Exercise details ->
Please pick out every line in the records below that contains the word "handle" and copy each one. Case counts.

Exercise input ->
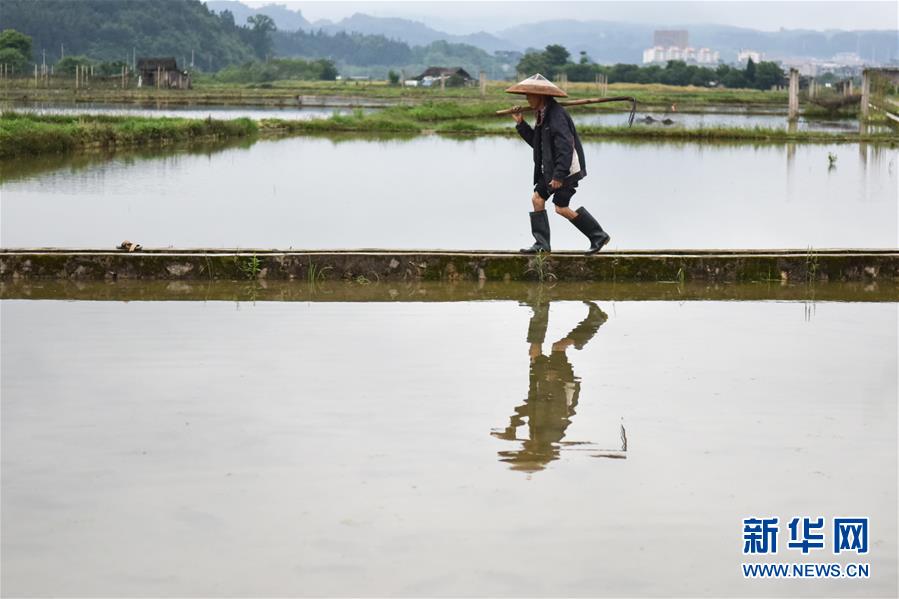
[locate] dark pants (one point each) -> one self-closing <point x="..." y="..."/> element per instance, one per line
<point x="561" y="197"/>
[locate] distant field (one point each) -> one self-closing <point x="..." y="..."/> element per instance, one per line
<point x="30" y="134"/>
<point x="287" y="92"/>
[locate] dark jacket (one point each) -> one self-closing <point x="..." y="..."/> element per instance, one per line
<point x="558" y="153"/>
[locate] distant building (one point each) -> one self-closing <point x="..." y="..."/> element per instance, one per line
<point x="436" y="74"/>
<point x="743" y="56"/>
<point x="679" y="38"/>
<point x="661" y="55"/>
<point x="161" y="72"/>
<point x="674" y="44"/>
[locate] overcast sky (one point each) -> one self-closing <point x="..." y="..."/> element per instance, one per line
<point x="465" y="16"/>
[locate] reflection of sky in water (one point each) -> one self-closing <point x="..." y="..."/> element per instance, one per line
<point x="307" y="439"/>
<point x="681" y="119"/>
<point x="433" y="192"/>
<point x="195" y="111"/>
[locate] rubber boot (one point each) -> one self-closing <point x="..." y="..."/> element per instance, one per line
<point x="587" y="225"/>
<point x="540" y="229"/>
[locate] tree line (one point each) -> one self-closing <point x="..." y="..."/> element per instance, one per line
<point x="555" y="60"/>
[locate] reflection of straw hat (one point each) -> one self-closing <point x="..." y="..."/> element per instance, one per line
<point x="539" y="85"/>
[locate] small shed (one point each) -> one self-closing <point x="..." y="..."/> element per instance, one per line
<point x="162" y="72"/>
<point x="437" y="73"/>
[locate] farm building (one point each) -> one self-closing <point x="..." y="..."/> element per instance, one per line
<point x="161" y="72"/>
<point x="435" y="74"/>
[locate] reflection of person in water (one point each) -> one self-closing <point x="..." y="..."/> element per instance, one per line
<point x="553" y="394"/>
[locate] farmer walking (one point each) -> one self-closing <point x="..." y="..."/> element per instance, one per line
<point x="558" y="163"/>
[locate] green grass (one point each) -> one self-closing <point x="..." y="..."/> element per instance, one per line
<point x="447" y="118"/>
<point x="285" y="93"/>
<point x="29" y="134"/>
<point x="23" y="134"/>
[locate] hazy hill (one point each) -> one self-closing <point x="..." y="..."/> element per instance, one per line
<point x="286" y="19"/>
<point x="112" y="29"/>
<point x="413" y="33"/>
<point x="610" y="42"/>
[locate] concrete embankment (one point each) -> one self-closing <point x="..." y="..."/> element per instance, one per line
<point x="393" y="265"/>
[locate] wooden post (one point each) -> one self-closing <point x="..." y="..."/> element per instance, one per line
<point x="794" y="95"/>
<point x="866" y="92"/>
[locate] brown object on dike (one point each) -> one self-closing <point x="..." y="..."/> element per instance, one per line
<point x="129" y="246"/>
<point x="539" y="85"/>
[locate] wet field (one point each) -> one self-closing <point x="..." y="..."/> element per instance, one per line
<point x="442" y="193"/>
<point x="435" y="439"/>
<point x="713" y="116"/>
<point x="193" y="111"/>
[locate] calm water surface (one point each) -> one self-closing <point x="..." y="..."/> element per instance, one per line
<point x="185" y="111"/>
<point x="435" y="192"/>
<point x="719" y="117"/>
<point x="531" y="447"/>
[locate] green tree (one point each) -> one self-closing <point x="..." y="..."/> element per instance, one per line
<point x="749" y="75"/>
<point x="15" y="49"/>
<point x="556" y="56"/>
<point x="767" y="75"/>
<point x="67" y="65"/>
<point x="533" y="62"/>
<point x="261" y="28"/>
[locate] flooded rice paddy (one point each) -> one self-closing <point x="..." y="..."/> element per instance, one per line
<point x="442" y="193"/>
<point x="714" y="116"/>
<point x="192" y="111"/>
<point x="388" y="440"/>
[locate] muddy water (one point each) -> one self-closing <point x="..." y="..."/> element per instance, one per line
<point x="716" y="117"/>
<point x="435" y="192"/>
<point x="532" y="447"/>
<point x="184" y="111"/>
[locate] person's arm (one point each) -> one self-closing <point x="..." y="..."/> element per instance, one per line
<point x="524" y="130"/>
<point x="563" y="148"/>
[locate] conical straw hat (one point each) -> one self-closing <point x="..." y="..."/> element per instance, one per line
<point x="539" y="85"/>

--

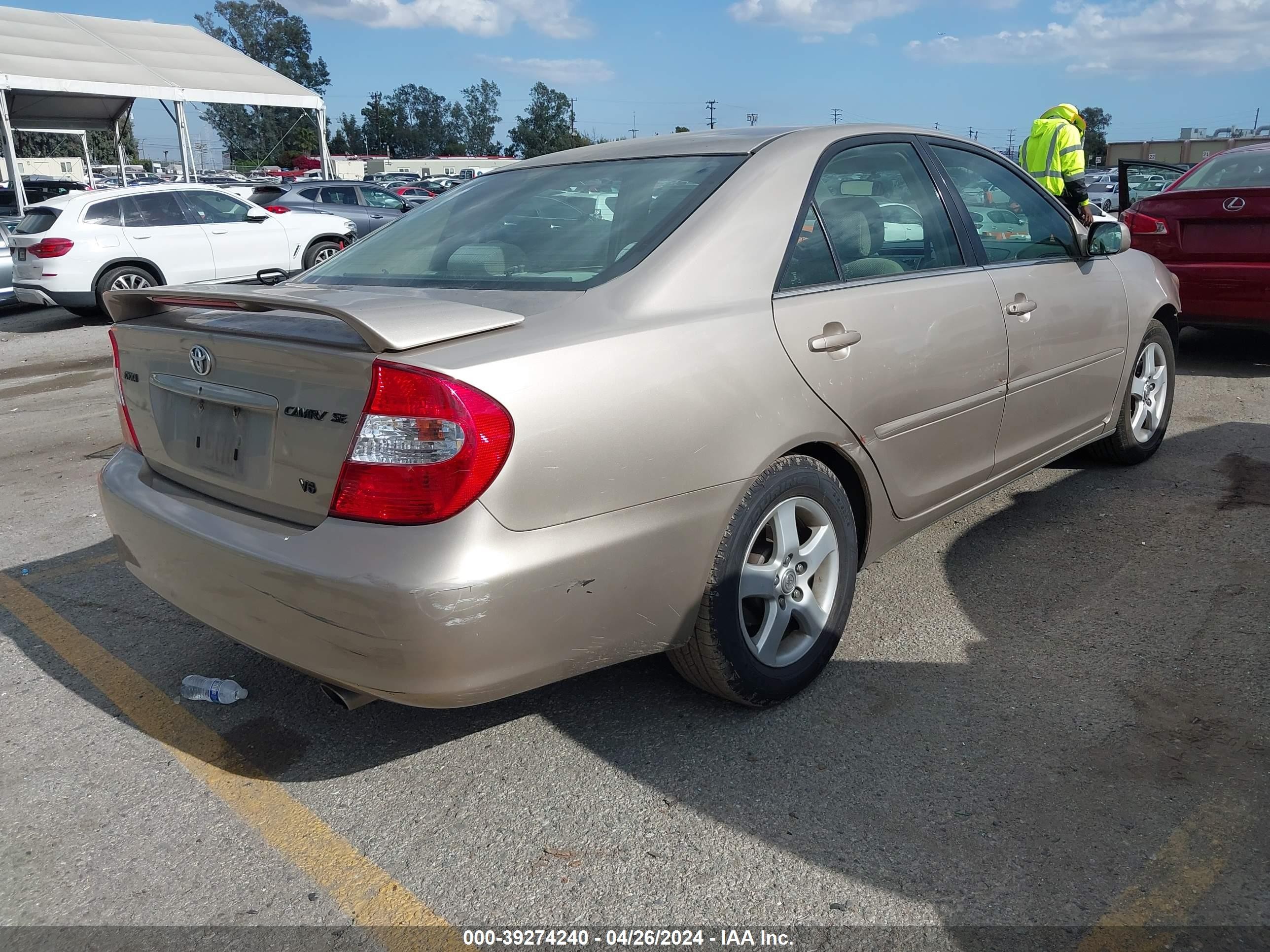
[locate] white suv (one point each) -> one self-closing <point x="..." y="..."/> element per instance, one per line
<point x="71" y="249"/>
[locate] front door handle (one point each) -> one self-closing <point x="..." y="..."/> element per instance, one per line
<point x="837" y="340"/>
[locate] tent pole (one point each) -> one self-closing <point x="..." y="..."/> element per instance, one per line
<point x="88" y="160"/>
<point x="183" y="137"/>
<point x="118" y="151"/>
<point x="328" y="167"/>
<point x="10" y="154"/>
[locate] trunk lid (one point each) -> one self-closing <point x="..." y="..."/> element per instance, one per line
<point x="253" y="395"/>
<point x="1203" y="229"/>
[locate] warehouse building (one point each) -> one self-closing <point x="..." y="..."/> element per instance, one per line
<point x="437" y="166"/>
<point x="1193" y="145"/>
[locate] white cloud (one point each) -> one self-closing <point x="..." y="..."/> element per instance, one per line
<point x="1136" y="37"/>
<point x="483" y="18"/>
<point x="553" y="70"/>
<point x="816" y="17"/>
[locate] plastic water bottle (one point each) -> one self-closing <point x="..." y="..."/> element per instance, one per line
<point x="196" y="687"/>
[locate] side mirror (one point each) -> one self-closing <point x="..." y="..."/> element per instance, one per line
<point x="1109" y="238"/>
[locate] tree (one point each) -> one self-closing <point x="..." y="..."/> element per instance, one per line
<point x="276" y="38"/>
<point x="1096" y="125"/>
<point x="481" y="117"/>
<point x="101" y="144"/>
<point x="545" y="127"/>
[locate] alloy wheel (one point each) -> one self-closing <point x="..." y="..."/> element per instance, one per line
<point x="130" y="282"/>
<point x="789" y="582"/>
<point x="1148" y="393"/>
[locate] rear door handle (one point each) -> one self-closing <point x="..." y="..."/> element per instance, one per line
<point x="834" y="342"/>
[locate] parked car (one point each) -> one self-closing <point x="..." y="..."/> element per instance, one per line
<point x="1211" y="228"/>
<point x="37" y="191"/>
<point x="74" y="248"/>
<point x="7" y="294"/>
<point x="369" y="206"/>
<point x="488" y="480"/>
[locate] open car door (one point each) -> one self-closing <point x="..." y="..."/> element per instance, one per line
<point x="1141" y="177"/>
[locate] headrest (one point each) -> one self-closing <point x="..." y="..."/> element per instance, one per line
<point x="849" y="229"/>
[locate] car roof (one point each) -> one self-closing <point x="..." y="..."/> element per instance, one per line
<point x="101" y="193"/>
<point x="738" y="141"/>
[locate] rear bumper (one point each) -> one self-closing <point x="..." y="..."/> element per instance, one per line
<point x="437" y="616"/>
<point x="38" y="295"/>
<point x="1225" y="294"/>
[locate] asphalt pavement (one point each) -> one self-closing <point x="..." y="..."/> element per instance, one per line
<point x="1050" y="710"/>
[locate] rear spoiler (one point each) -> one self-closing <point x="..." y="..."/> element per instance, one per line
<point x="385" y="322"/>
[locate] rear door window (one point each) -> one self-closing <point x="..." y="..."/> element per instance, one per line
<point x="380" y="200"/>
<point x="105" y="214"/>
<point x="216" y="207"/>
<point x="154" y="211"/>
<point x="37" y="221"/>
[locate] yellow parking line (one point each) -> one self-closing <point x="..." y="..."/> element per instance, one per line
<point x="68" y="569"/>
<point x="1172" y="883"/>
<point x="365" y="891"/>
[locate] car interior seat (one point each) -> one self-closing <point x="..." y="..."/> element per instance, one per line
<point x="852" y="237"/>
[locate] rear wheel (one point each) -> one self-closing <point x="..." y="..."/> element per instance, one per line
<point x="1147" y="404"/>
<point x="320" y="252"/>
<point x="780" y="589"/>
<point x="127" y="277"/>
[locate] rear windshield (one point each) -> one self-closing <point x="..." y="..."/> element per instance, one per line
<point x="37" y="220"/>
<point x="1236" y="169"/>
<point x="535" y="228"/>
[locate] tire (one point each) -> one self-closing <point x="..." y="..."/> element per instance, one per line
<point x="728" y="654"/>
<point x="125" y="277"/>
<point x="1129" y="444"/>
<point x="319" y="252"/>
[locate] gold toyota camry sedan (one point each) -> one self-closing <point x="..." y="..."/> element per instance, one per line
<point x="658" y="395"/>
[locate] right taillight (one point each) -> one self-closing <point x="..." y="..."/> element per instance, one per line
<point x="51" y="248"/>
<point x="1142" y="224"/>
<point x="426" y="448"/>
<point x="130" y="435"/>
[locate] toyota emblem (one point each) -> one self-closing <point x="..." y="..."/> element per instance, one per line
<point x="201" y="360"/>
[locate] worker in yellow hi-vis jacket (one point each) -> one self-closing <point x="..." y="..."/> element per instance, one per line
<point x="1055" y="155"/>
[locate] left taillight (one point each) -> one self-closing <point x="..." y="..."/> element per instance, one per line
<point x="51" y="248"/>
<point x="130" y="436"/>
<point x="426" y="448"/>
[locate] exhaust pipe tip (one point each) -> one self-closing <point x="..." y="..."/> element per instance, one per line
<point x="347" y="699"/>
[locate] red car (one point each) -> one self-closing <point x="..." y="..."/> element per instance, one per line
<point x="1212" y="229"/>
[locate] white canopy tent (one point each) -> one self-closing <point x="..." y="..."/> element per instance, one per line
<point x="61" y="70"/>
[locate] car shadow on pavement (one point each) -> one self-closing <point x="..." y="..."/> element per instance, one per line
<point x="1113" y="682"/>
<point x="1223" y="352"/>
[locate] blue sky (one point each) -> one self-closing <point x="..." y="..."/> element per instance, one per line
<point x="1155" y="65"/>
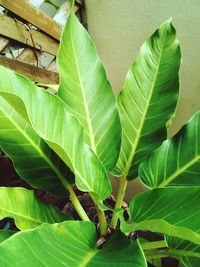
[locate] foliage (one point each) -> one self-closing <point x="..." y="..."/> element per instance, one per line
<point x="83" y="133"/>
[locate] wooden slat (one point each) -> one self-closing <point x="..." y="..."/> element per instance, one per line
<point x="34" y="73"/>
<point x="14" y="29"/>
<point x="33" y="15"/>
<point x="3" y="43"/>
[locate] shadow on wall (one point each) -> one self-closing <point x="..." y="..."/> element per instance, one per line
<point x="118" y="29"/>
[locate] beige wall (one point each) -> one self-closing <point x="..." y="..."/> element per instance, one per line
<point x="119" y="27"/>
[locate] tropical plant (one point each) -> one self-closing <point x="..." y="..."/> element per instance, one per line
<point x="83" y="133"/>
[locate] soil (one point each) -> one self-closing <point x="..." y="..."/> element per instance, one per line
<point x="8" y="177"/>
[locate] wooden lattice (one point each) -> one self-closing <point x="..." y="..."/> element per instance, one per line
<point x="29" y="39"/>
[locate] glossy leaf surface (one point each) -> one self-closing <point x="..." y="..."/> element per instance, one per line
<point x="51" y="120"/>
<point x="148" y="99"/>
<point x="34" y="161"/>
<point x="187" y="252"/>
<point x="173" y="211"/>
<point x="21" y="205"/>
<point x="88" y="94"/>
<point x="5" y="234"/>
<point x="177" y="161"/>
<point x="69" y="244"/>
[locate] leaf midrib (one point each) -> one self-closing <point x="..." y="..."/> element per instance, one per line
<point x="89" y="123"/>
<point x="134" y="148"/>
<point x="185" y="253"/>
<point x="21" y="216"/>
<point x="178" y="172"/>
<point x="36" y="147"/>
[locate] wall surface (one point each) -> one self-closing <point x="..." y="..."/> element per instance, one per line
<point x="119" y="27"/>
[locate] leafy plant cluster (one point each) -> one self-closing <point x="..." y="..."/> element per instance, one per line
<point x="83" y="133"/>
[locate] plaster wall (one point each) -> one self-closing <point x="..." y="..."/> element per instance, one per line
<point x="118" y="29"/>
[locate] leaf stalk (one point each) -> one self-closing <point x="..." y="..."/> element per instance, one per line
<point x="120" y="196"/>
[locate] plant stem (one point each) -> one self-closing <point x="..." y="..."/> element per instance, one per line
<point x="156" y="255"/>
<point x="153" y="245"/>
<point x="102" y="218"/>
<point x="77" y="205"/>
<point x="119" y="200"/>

Worked answer ->
[locate] front door handle (one point each) -> one self-closing <point x="..." y="..."/> element per instance, one per line
[locate] rear door handle (one point each) -> one self-closing <point x="..." y="..."/> element per instance, one per line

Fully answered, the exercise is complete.